[WHAT THIS EXERCISE ASKS]
1. In the excerpt on attacks in Iraq, rewrite the part that opens with "Speaking of which, when" and closes with "tribe in Iraq.", replacing "revenge killings" with "reprisal killings".
2. According to the excerpt on attacks in Iraq, what did the robbers near al-Dhari steal from the train engineer?
3. Continue the excerpt on attacks in Iraq from the point where it stops.

[PAGE EXCERPT]
>>>>>

On our first full day here I sat down with Abu Abdullah in the swank al fresco pool area at al Hamra waiting for Adam, who was borrowing a flash media drive from a fellow photojournalist. Over $3 coffees, he told me that the attacks started after Bremer laid off the soldiers. Bremer seemed oblivious that he was waving a match at a potential powderkeg. When 10,000 angry former army men demonstrated at the Palace gates demanding their jobs back, Bremer mused that this could not of happened under the former regime. The protest, he said, was "one of the signs of democracy."
On Thursday, the day a huge 600,000 barrel per day oil contract was announced, a pipeline in Baiji was blown up. Earlier, saboteurs blew up some railroad track in front of a northbound train outside of Baghdad. And near al-Dhari, robbers laid a shovel on the track, forcing a train to stop, and then beat up the engineer and stole his watch. It's like the wild west.
Speaking of which, when we visited al Jazeera the next day -- their offices are in several stories of a hotel called the Swan Lake -- we met the Baghdad bureau chief, Wadah Khanfar, who said he was sure the attacks started after 18 protesters were killed by U.S. troops in the wild western town of Fallujah in April. The attacks on the soldiers were revenge killings, then. Iraqis, especially ones from the Dulaimi tribe, take a blood debt very seriously and so the troops picked the wrong group of people to accidently slaughter, people tell us. The Dulaimi are hard core and are the largest, meanest, most powerful tribe in Iraq.

<<<<<

[DATASET ENTRIES]

>>>>>

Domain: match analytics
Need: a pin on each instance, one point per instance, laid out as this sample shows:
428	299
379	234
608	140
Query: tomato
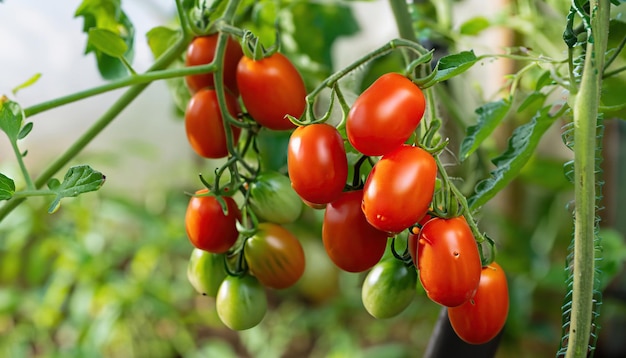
241	302
399	189
480	319
208	228
350	241
385	115
205	271
270	89
201	51
273	199
274	256
388	288
317	163
204	125
448	261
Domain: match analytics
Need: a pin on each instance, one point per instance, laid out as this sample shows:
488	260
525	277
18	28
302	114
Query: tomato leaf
489	116
522	144
78	180
7	187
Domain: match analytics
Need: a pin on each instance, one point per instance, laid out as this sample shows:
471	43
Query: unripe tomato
241	302
201	51
204	124
350	241
208	228
399	189
270	89
274	256
448	261
385	114
480	319
317	163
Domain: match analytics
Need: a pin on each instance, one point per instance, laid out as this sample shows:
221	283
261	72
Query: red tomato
317	163
480	319
204	125
399	189
448	261
274	256
208	228
201	51
384	115
270	89
350	241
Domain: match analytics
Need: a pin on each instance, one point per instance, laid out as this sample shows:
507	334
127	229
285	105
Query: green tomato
389	288
241	302
273	199
205	271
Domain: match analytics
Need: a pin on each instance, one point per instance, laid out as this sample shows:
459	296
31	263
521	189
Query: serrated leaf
522	144
7	187
489	116
78	180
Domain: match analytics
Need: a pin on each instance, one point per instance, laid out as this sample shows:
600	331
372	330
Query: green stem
585	111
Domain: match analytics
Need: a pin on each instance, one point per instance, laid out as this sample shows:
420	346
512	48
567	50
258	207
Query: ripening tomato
448	261
350	241
208	228
385	114
270	89
317	163
399	189
201	51
480	319
204	125
274	256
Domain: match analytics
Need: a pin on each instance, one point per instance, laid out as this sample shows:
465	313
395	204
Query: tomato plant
350	241
271	88
208	227
204	124
275	256
385	115
448	261
480	319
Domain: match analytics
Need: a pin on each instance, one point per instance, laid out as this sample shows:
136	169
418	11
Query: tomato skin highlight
399	189
275	256
270	89
201	51
350	241
448	261
385	115
317	163
207	227
480	319
204	125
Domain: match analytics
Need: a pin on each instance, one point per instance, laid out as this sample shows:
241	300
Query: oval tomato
388	288
399	189
204	125
270	89
350	241
480	319
274	256
201	51
205	271
317	163
385	115
208	228
448	261
241	302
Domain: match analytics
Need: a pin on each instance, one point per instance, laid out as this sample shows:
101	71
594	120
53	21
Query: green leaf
7	187
78	180
522	144
489	116
474	26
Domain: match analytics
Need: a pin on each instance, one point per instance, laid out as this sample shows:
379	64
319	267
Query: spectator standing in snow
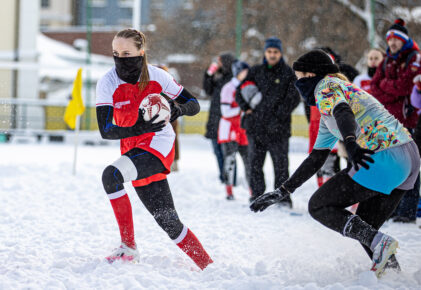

<<<<<

[TASK RESULTS]
1.
Speaking of which, when we visited al Jazeera the next day -- their offices are in several stories of a hotel called the Swan Lake -- we met the Baghdad bureau chief, Wadah Khanfar, who said he was sure the attacks started after 18 protesters were killed by U.S. troops in the wild western town of Fallujah in April. The attacks on the soldiers were reprisal killings, then. Iraqis, especially ones from the Dulaimi tribe, take a blood debt very seriously and so the troops picked the wrong group of people to accidently slaughter, people tell us. The Dulaimi are hard core and are the largest, meanest, most powerful tribe in Iraq.

2. His watch.

3.
They are based in Fallujah and the nearby town of Ramadi, where the seven Iraqi police officers were killed earlier this month. The Dulaimi tribe, which boasts 400,000 members, is characterized in the press as being pro-Saddam but the tribe revolted a number of times (in 1995 and 1998) against the regime. "Saddam couldn't fight the Dulaimi," Abu Abdullah told me. "One day as a show of strength they just blocked the road between Fallujah and Ramadi and so Saddam sent his closest body guard, Arsheit, to mediate. Only after he promised them many things did they open the road."
Wadah told us that whoever these people are they getting a certain amount of sympathy from the general populace. The dignity of Iraqis, he said, has been trampled by the misdeeds of soldiers. He agreed that wild rumors abound about the U.S. soldiers, but some of them he thinks are true.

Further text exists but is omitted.